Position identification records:
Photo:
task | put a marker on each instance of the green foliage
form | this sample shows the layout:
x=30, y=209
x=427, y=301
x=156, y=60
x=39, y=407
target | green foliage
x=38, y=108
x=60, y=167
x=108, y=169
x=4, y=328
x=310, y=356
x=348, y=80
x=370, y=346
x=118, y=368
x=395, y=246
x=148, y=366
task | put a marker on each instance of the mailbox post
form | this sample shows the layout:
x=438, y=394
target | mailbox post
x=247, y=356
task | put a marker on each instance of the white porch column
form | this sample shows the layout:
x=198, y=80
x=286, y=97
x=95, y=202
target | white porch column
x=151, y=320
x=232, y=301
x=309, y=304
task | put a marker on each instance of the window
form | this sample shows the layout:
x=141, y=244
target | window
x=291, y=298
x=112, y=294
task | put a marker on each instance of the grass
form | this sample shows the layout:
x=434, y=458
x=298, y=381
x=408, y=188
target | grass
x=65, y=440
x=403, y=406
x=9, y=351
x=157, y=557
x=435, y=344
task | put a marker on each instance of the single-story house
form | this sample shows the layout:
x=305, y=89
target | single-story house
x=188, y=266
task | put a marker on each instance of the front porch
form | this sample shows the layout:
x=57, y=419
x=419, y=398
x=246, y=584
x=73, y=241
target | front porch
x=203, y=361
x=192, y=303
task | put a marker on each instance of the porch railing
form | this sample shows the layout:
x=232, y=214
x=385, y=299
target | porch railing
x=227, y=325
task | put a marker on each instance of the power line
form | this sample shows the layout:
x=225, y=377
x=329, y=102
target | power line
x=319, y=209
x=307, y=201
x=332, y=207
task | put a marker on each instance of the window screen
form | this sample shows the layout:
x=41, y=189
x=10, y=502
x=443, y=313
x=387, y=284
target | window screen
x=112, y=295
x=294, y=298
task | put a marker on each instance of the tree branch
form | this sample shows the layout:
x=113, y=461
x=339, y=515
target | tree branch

= AIM OF THE TASK =
Rewrite the listing above, replacing every occurrence of "put a marker on" with "place a dot on" and keeping everything else unchanged.

= EXERCISE SOLUTION =
Photo:
task | place a dot on each instance of the green foliage
form | this sample shows the layout:
x=30, y=209
x=427, y=301
x=156, y=60
x=39, y=407
target | green foliage
x=38, y=108
x=60, y=167
x=108, y=169
x=4, y=328
x=310, y=356
x=348, y=80
x=370, y=346
x=118, y=368
x=395, y=246
x=148, y=366
task | place a dot on each instance of the mailbox post
form | this sample shows the layout:
x=438, y=394
target | mailbox post
x=247, y=356
task | place a dot on each instance of the white porch column
form | this sample shows the layout:
x=198, y=80
x=286, y=97
x=95, y=202
target | white porch column
x=151, y=320
x=232, y=301
x=309, y=304
task | place a dot on each instance of the window
form | this sample shows the layout:
x=141, y=244
target | window
x=291, y=298
x=112, y=294
task | place a dot on each instance of the grass
form | this sample shows the layout:
x=434, y=458
x=298, y=381
x=408, y=188
target | grass
x=65, y=440
x=403, y=406
x=9, y=351
x=157, y=557
x=435, y=344
task | place a dot on each instance of the single-story house
form | this sample shows the layout:
x=305, y=89
target | single-story house
x=188, y=266
task | place a dot on each instance of the front porch
form | this sample shows the layout:
x=57, y=419
x=419, y=398
x=246, y=584
x=73, y=241
target | front porch
x=203, y=361
x=192, y=303
task | place a dot on each instance of the porch railing
form | this sample shows the layout:
x=232, y=214
x=385, y=299
target | porch railing
x=227, y=325
task | place a dot on each instance of the power line
form | this sample shows the layout:
x=225, y=377
x=329, y=102
target | power line
x=319, y=209
x=307, y=201
x=332, y=207
task | place a dot on each instance of the window screen
form | this sample shows the layout:
x=41, y=189
x=10, y=502
x=443, y=313
x=387, y=284
target | window screen
x=112, y=295
x=294, y=298
task | place a dot on each instance of the tree branch
form | this sample shows the layout:
x=113, y=461
x=339, y=515
target | tree branch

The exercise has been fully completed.